- EXERCISE INSTRUCTIONS -
Quote the data word for word, from the line holding "Can you see the house" through the end of the data, inclusive, and nothing else.

- INFORMATION SHOWN -
┏━━

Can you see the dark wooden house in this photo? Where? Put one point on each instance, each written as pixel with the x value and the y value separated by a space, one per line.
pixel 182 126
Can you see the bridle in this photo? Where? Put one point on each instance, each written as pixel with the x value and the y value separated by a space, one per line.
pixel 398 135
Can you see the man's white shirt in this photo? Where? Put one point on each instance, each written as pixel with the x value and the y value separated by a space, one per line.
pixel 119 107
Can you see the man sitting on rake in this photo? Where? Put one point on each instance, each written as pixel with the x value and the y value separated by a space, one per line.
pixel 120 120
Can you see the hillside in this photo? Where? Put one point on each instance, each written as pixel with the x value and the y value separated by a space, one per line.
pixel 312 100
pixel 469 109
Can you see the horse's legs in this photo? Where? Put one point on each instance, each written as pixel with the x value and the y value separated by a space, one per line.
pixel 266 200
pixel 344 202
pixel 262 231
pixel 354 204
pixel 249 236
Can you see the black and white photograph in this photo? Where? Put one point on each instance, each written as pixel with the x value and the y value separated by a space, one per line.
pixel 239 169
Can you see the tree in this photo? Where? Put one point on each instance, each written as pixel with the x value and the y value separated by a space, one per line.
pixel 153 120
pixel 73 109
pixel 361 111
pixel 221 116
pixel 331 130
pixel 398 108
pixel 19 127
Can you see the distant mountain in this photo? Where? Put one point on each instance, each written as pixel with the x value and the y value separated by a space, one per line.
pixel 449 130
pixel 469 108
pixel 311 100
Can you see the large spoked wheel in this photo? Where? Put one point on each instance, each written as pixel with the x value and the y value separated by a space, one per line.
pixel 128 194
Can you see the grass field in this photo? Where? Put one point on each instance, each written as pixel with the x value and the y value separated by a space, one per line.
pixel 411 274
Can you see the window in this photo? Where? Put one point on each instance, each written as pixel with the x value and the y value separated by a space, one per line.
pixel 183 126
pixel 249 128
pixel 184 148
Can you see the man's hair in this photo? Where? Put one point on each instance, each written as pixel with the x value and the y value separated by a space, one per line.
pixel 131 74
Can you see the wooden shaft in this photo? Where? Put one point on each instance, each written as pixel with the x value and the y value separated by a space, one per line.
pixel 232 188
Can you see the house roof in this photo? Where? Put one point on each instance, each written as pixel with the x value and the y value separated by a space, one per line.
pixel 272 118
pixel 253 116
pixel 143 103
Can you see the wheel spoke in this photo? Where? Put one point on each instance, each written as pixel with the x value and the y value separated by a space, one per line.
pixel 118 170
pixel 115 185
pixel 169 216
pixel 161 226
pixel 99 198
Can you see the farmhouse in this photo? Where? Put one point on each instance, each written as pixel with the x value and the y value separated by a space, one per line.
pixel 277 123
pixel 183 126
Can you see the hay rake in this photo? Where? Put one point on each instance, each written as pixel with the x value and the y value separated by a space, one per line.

┗━━

- RIGHT ANSWER -
Can you see the house roof in this photo? Where? Put one point on each instance, each written as pixel with the x value and the y value separated by a space, one per line.
pixel 272 118
pixel 253 116
pixel 143 103
Can you see the wheel spoke in this photo? Where? Put one point on each instance, each written as pixel with the x value and the y value separated by a space, one per line.
pixel 118 170
pixel 115 185
pixel 169 216
pixel 161 226
pixel 99 198
Can you see the farmhouse in this photo? Where? Put one point on each instance, each written as pixel with the x value and the y value separated by a space, one per line.
pixel 277 123
pixel 183 126
Can you see the hay rake in this photo? Where? Put one point on each instance, each written as pixel with the x value and the y value separated by a space, one per line.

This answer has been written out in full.